WORK TASK: Omit every picture, and retype the lines that run from the beginning of the data below through the line containing "like [10, 119].", inclusive.

DATA FOR THE TASK:
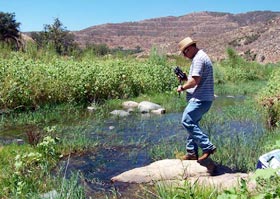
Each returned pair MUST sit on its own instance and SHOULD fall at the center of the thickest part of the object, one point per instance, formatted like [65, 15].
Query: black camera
[180, 73]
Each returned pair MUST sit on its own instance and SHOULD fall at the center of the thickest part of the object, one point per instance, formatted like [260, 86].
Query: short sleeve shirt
[201, 66]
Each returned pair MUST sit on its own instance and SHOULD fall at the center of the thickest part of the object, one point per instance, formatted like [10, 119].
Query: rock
[159, 111]
[130, 105]
[120, 113]
[168, 169]
[176, 172]
[146, 107]
[111, 127]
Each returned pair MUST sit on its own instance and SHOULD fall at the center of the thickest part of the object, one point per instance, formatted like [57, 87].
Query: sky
[81, 14]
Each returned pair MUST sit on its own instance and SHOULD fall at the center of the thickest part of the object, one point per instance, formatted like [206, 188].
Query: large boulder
[177, 171]
[146, 107]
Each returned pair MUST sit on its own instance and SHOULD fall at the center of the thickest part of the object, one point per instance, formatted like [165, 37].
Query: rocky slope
[254, 34]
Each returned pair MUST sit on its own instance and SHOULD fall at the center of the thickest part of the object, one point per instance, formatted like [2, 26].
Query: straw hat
[186, 43]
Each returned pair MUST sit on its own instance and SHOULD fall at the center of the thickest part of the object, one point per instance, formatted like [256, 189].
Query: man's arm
[192, 82]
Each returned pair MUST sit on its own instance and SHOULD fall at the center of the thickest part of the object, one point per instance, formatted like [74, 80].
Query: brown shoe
[189, 157]
[206, 154]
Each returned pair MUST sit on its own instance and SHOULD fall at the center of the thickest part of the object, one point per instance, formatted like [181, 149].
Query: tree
[58, 36]
[9, 29]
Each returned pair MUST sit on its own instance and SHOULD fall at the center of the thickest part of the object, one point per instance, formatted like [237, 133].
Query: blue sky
[81, 14]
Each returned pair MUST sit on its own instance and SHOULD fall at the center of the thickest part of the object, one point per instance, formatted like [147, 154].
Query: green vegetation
[38, 87]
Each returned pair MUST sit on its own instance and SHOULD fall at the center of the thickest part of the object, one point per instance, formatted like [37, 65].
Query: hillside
[256, 35]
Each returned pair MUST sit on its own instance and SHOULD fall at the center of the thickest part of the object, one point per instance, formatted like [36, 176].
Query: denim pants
[190, 119]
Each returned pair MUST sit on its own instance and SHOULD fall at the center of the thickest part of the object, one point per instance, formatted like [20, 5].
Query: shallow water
[127, 142]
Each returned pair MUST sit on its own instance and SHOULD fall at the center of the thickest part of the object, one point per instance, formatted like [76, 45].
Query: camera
[178, 71]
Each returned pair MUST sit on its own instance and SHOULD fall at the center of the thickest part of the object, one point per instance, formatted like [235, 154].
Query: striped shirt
[201, 66]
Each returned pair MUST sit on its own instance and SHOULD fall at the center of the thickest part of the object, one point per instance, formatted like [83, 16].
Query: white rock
[120, 113]
[159, 111]
[145, 106]
[168, 169]
[91, 108]
[130, 104]
[176, 172]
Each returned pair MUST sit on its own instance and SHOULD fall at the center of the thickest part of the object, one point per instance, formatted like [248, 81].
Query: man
[200, 94]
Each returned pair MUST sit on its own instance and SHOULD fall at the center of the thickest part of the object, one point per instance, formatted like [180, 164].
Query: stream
[130, 142]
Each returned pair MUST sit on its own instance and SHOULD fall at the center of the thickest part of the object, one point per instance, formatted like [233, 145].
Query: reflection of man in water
[200, 94]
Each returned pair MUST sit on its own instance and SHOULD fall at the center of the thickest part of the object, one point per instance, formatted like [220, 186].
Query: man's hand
[180, 88]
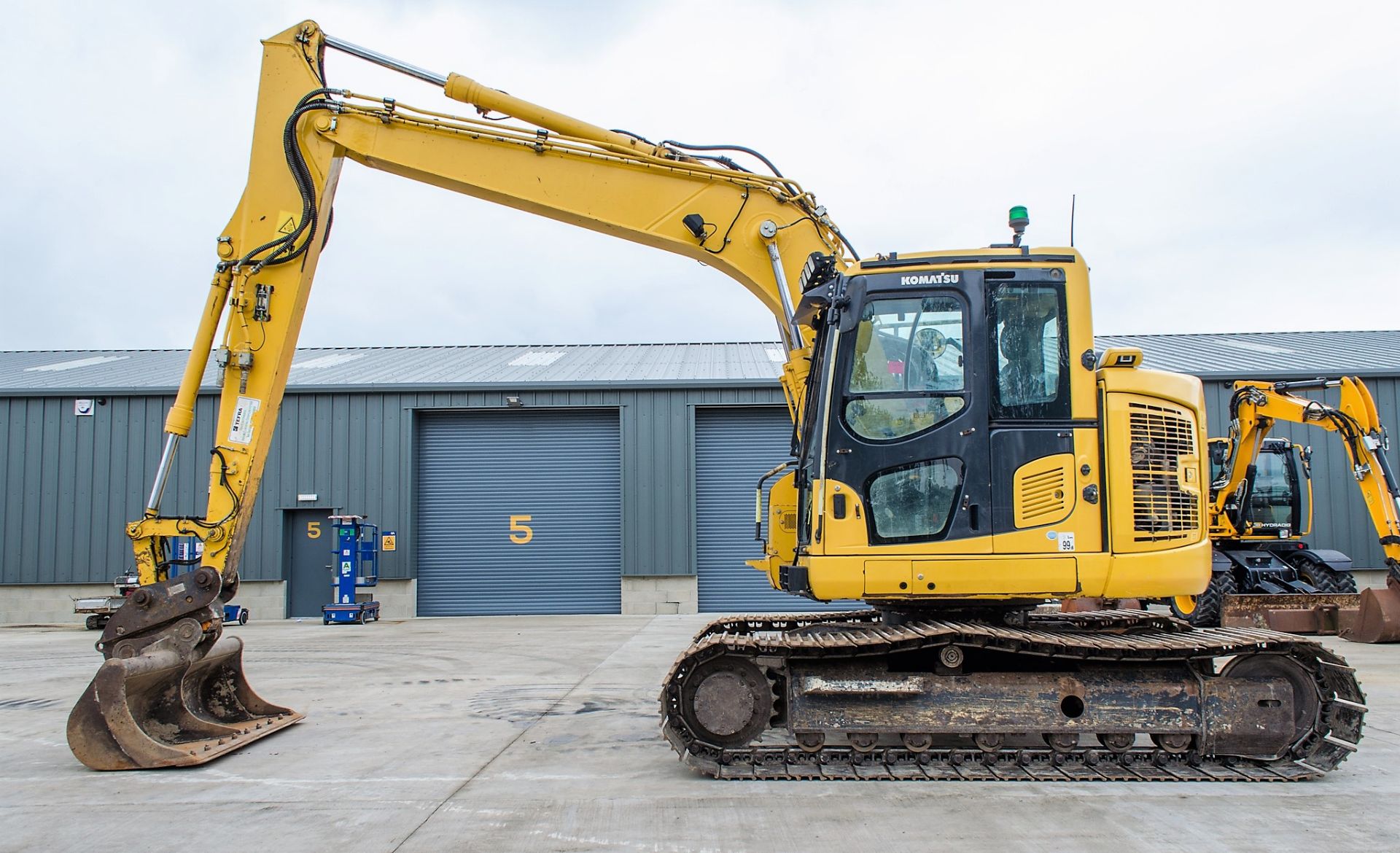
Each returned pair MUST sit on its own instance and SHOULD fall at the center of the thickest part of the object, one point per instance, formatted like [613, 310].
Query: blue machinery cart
[356, 566]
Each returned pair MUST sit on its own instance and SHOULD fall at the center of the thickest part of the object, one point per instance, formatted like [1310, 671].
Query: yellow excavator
[1260, 507]
[962, 456]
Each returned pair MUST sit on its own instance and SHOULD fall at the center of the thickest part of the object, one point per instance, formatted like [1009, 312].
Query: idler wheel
[1307, 705]
[1173, 743]
[917, 741]
[1118, 741]
[727, 701]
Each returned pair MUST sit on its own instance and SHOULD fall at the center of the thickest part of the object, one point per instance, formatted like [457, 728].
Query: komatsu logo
[931, 279]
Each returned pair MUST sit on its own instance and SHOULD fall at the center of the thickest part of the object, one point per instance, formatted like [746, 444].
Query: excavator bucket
[1295, 614]
[1378, 620]
[158, 711]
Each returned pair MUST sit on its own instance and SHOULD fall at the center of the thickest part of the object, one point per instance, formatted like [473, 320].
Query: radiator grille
[1161, 509]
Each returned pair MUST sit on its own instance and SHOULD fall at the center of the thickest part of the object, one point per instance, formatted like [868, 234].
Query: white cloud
[1234, 163]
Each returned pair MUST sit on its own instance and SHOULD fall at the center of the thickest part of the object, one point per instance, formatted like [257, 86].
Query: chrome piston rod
[163, 474]
[793, 335]
[380, 59]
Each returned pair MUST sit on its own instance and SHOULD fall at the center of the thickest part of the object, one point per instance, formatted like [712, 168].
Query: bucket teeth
[158, 711]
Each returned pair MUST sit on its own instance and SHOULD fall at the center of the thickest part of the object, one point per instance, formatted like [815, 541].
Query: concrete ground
[505, 734]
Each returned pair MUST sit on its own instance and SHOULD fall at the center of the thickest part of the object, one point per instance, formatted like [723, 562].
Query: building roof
[438, 367]
[1267, 355]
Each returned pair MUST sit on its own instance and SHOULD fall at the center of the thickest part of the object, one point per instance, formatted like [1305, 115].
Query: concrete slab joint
[660, 594]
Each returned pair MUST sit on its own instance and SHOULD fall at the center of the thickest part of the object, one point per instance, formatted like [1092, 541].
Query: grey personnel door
[307, 545]
[518, 512]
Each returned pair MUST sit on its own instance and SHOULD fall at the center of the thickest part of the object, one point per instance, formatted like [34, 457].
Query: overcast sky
[1235, 163]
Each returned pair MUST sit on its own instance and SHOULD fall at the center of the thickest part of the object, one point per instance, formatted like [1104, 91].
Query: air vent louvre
[1159, 437]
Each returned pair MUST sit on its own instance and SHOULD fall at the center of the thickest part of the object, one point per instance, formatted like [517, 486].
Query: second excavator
[962, 454]
[1261, 506]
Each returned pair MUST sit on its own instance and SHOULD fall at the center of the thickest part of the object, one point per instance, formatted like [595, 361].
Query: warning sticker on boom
[241, 429]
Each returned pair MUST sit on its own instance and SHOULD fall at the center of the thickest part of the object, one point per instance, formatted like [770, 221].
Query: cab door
[908, 412]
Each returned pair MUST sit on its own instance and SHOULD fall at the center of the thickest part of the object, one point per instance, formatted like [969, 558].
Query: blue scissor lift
[356, 566]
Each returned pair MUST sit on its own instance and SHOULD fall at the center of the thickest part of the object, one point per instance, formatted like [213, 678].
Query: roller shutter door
[479, 470]
[734, 447]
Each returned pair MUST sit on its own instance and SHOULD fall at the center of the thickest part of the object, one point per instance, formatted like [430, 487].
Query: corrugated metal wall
[734, 447]
[1340, 517]
[71, 483]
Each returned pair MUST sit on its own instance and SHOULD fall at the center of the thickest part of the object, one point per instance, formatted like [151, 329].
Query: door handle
[972, 513]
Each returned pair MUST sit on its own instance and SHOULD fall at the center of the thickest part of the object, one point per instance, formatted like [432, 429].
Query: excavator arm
[1255, 408]
[152, 702]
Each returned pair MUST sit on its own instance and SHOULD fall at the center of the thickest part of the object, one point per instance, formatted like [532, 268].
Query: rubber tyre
[1325, 577]
[1208, 612]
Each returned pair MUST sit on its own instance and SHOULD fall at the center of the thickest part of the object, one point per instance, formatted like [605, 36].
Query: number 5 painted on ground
[521, 533]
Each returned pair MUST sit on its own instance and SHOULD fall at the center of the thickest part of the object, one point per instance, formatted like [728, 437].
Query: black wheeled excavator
[962, 454]
[1263, 572]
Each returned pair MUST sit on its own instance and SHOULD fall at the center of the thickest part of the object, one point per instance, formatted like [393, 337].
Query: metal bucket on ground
[173, 691]
[1378, 620]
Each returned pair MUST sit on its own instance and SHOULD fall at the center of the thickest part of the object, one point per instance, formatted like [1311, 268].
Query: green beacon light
[1018, 219]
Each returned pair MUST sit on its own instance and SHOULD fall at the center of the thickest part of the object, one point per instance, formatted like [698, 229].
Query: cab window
[908, 367]
[914, 502]
[1031, 342]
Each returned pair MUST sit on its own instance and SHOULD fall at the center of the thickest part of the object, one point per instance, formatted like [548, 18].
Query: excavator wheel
[1325, 577]
[1205, 609]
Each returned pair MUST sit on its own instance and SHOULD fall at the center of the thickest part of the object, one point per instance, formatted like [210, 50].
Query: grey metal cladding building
[378, 432]
[618, 480]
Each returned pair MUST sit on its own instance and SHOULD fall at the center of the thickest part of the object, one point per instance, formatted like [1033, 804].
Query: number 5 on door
[521, 533]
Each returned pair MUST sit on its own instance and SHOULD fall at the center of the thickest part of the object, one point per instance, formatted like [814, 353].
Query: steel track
[1123, 638]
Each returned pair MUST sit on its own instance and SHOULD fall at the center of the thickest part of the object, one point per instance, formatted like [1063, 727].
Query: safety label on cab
[241, 427]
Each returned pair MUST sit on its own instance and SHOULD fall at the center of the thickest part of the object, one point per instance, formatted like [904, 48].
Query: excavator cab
[1278, 499]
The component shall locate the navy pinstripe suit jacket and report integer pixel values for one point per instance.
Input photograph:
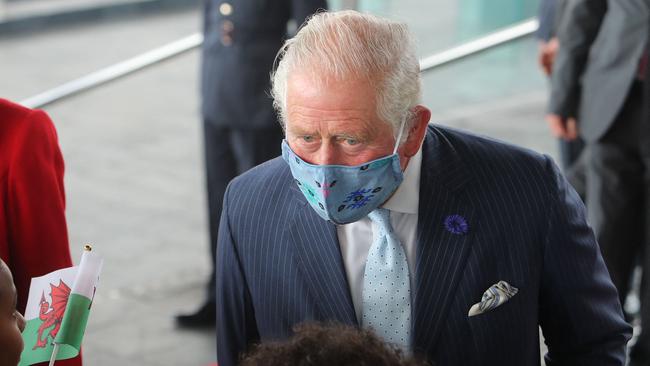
(279, 264)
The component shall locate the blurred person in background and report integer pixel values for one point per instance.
(33, 231)
(315, 344)
(240, 127)
(571, 151)
(12, 322)
(600, 78)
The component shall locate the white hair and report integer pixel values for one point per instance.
(334, 46)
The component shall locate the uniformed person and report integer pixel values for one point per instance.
(241, 130)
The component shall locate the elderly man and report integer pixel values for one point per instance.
(447, 245)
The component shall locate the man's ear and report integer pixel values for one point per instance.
(417, 131)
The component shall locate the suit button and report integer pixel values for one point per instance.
(225, 9)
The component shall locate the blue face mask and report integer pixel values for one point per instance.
(344, 194)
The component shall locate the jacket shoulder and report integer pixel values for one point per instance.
(491, 164)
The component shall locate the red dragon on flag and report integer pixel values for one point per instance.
(52, 315)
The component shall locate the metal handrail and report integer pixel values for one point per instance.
(186, 44)
(114, 72)
(506, 35)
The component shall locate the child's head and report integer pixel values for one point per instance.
(12, 322)
(317, 344)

PROBLEM SOLUTION:
Each returned pair MUST sit on its own instance and SHOULD fall at the center of the thickest part of the object, one point per instance, formatted like [65, 15].
Query: black camera
[180, 73]
Each returned pair MUST sit on its own instance and SHOULD fall at the center of the thickest part of the object, one point per instance, formatted like [260, 86].
Query: short sleeve shirt
[201, 66]
Each returned pair MUST sit on its own instance and SHOULD fall at the center of the thickest part of the object, one point per instance, formatted like [10, 119].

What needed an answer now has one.